◆ **AUFGABE UND VORGABEN**
Schreib bitte die Zeilen aus den Datensätzen unverändert ab, beginnend mit der Zeile, die „target: white plastic bag“ enthält, und endend mit der Zeile, die „[[295,374],[208,250],[84,496]]“ enthält, beide eingeschlossen.

(Gesammelte Daten)
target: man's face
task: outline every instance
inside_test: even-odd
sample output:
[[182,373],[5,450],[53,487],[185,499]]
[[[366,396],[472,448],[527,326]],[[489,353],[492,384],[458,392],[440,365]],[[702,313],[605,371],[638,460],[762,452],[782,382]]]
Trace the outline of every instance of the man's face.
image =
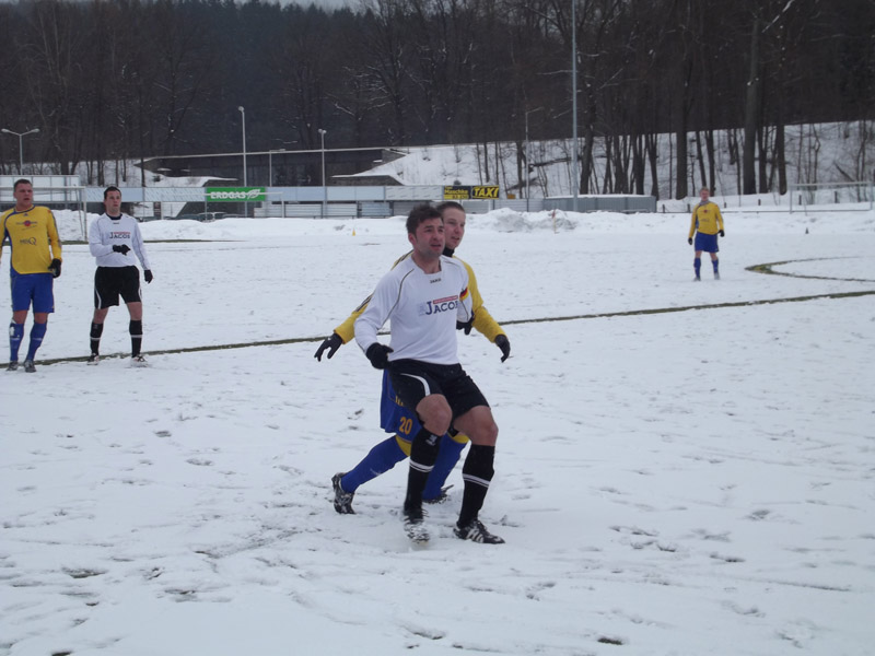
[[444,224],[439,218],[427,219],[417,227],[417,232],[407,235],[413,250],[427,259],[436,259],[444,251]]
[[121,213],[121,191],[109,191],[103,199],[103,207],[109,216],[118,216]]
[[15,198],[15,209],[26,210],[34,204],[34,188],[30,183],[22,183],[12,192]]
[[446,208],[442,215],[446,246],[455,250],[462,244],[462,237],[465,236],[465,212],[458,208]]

---

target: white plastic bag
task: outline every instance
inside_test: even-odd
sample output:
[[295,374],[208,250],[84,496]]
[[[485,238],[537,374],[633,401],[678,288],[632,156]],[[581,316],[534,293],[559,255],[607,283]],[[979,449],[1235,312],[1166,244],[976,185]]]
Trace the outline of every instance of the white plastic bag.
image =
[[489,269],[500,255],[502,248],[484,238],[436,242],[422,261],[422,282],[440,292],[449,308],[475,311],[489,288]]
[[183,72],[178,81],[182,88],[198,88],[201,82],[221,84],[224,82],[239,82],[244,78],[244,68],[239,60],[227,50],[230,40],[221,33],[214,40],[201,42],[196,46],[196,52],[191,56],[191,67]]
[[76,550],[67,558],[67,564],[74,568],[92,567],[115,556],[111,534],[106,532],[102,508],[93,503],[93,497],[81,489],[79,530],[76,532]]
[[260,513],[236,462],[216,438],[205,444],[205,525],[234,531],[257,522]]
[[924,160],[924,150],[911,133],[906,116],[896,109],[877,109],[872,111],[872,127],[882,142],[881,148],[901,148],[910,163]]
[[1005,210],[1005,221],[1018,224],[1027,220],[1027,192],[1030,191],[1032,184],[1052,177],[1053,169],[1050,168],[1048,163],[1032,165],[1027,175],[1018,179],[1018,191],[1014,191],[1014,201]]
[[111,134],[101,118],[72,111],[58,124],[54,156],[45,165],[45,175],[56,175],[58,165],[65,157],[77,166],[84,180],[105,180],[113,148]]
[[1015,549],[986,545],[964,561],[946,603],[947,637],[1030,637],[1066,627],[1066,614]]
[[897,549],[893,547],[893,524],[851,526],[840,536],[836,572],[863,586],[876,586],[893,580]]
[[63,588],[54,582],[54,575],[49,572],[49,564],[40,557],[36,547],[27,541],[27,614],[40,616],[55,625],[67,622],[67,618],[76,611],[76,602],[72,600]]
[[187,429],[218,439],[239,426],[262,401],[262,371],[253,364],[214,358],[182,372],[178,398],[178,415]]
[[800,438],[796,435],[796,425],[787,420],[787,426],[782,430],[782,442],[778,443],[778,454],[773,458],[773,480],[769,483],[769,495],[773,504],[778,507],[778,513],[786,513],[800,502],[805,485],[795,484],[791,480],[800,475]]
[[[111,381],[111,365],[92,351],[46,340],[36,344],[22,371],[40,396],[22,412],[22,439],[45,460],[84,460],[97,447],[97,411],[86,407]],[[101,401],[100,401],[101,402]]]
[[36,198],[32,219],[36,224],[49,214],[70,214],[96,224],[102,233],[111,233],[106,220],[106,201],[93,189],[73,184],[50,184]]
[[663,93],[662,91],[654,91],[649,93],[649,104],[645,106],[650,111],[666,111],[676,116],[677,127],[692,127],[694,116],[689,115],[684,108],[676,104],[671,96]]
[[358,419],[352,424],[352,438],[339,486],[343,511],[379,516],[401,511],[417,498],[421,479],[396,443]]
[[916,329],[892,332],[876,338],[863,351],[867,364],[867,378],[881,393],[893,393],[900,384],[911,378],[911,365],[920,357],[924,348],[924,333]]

◆ **LÖSUNG DER AUFGABE**
target: white plastic bag
task: outline every instance
inside_test: even-odd
sample output:
[[295,374],[208,250],[84,496]]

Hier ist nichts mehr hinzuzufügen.